* [Directions for this task] Tally the lines in the entries below that contain the string "hazy". Reply with the number alone.

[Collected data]
──────
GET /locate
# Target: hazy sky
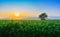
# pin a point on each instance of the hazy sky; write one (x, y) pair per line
(29, 7)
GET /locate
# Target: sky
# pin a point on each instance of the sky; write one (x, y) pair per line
(29, 8)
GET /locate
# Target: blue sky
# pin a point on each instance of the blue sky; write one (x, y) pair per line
(51, 7)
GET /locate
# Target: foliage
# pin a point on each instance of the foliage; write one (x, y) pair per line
(29, 28)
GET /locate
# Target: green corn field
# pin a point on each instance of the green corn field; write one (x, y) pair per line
(29, 28)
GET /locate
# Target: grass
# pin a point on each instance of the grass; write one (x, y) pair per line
(29, 28)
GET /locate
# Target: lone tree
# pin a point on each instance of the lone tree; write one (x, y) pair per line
(43, 16)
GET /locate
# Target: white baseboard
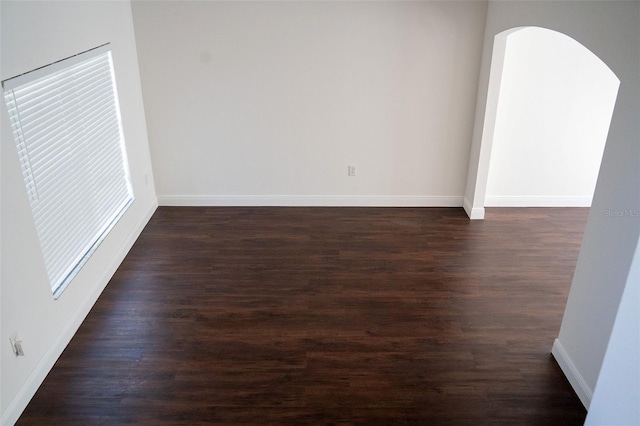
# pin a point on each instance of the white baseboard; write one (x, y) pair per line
(580, 386)
(33, 382)
(311, 200)
(541, 201)
(474, 213)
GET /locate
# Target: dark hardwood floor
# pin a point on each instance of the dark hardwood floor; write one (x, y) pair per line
(327, 315)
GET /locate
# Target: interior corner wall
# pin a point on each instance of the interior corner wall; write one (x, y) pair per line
(611, 31)
(269, 102)
(556, 102)
(34, 34)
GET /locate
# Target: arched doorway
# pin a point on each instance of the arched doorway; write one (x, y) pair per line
(549, 106)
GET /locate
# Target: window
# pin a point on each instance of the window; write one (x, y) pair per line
(66, 125)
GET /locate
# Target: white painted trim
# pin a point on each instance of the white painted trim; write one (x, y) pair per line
(33, 382)
(580, 386)
(474, 213)
(311, 200)
(537, 201)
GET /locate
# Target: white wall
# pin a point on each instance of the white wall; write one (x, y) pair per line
(268, 102)
(611, 31)
(555, 106)
(616, 400)
(34, 34)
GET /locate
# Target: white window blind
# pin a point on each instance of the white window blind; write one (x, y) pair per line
(66, 124)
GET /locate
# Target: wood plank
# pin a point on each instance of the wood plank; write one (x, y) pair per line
(326, 315)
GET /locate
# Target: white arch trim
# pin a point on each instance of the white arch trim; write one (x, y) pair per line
(474, 201)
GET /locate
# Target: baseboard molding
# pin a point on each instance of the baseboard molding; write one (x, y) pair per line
(311, 200)
(474, 213)
(580, 386)
(551, 201)
(31, 385)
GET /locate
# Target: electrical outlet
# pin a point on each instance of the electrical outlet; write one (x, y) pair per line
(16, 345)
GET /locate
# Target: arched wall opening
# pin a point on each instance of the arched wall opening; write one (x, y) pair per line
(550, 123)
(549, 106)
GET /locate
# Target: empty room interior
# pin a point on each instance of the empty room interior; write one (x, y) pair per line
(305, 212)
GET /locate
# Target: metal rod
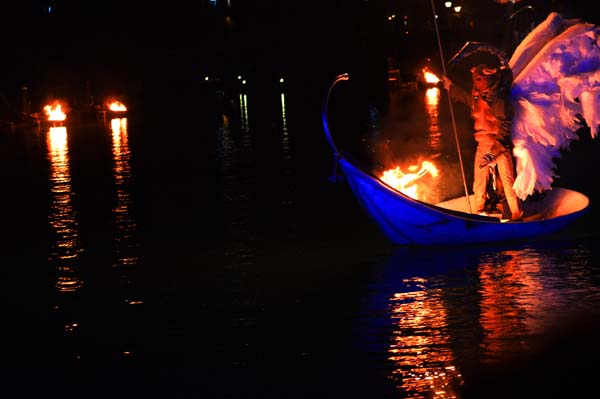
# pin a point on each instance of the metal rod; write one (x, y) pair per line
(462, 169)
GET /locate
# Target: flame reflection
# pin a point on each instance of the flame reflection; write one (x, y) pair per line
(432, 101)
(512, 301)
(244, 111)
(285, 138)
(420, 347)
(123, 219)
(55, 112)
(63, 219)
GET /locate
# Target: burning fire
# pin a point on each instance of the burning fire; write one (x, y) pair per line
(430, 77)
(406, 182)
(117, 106)
(55, 112)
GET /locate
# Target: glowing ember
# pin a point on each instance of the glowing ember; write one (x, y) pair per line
(430, 77)
(55, 113)
(117, 106)
(406, 182)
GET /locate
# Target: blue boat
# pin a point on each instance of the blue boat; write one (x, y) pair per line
(407, 221)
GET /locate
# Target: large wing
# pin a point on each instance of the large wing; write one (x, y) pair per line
(556, 90)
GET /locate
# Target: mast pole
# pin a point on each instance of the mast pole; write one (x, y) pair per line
(462, 169)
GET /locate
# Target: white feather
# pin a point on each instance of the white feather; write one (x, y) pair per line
(556, 89)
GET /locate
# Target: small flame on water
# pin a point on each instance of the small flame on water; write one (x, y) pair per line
(430, 77)
(55, 113)
(407, 182)
(117, 106)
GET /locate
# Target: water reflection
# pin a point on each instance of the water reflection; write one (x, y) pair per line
(452, 311)
(432, 101)
(125, 241)
(285, 138)
(421, 346)
(66, 247)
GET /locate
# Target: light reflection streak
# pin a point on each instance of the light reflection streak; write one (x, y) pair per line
(432, 100)
(420, 346)
(514, 303)
(245, 128)
(63, 218)
(285, 139)
(123, 213)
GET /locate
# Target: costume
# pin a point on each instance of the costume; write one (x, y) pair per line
(492, 113)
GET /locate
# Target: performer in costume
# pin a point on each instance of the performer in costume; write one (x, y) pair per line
(491, 110)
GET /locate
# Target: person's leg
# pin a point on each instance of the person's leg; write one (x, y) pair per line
(480, 178)
(506, 172)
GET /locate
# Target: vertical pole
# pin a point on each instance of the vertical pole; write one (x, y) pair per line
(462, 169)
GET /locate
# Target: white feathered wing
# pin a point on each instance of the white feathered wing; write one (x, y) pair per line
(556, 88)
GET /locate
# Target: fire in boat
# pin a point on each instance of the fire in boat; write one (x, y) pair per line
(428, 78)
(410, 180)
(116, 107)
(56, 113)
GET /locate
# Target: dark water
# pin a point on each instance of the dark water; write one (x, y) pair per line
(198, 249)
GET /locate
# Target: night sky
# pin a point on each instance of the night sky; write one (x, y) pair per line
(55, 45)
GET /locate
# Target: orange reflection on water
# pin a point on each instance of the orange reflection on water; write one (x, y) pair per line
(63, 220)
(432, 101)
(420, 348)
(512, 302)
(123, 219)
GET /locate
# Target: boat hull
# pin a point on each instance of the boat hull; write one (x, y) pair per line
(406, 221)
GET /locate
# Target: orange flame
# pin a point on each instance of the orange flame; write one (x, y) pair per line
(430, 77)
(406, 182)
(117, 106)
(55, 113)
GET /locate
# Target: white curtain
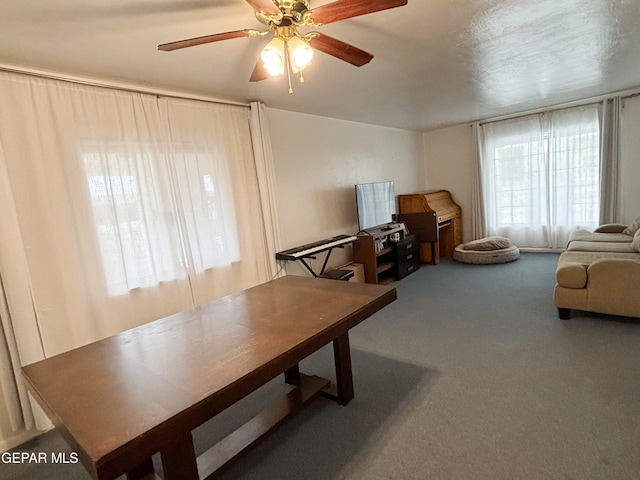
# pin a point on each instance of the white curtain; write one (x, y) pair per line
(128, 207)
(540, 176)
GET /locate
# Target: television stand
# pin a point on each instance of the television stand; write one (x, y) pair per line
(384, 259)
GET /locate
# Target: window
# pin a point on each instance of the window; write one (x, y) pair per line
(135, 224)
(541, 175)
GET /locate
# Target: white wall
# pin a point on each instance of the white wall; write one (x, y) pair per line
(448, 161)
(630, 150)
(318, 161)
(449, 154)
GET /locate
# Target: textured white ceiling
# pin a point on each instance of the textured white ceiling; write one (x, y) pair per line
(437, 62)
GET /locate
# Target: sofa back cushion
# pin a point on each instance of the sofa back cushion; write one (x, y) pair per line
(633, 228)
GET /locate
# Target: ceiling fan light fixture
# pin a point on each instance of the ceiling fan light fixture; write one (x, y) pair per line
(273, 56)
(300, 53)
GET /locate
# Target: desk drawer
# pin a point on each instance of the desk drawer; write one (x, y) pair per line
(409, 267)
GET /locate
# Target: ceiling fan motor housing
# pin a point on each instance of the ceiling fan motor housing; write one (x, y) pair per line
(293, 12)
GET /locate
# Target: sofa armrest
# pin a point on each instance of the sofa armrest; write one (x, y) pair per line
(613, 286)
(611, 228)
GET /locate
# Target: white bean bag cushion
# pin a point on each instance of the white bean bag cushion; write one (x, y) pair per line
(487, 251)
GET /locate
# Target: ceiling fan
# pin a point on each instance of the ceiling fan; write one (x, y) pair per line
(290, 50)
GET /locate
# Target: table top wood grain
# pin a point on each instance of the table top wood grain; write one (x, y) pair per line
(130, 390)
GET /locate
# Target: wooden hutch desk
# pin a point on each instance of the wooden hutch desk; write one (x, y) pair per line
(448, 216)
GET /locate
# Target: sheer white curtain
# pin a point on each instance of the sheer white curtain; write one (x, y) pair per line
(540, 176)
(128, 208)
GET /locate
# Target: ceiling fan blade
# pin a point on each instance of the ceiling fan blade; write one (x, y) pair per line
(264, 6)
(339, 49)
(259, 72)
(343, 9)
(192, 42)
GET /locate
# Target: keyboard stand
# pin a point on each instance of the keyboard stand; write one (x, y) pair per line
(317, 248)
(324, 264)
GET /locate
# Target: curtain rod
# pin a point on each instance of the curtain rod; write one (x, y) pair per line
(622, 94)
(115, 85)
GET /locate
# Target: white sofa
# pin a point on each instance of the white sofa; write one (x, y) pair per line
(600, 272)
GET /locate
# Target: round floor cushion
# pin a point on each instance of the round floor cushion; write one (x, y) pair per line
(486, 251)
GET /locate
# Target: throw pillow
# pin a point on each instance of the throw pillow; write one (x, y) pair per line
(633, 228)
(489, 243)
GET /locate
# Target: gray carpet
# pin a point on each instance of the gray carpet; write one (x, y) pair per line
(469, 375)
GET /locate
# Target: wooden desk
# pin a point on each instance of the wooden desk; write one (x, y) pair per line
(122, 399)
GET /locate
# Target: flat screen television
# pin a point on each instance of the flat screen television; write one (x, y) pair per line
(376, 204)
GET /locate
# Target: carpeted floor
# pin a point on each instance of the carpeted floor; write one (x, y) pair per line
(469, 375)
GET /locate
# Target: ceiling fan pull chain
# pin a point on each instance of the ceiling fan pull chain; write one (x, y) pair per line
(287, 64)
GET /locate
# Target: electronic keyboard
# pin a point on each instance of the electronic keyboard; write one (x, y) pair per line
(310, 249)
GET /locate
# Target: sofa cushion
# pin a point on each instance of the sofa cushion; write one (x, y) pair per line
(571, 275)
(613, 247)
(587, 236)
(488, 244)
(611, 228)
(633, 228)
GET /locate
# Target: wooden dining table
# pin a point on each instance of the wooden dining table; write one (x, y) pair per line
(125, 398)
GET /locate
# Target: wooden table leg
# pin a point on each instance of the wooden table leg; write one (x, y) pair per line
(141, 470)
(344, 376)
(179, 459)
(292, 376)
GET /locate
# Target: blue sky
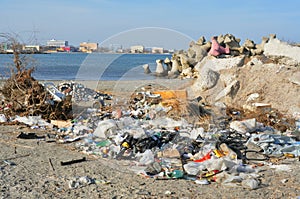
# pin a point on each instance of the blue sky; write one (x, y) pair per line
(98, 20)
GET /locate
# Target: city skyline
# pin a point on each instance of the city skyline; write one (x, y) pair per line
(101, 20)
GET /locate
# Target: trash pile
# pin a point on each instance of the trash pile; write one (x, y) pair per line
(154, 132)
(162, 147)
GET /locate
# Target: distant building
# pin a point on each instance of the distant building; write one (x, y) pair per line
(88, 47)
(157, 50)
(57, 43)
(32, 48)
(137, 49)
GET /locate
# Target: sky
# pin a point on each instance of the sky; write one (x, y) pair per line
(161, 23)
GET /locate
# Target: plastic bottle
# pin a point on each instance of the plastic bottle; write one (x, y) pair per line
(242, 169)
(177, 174)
──────
* [Exercise output] 2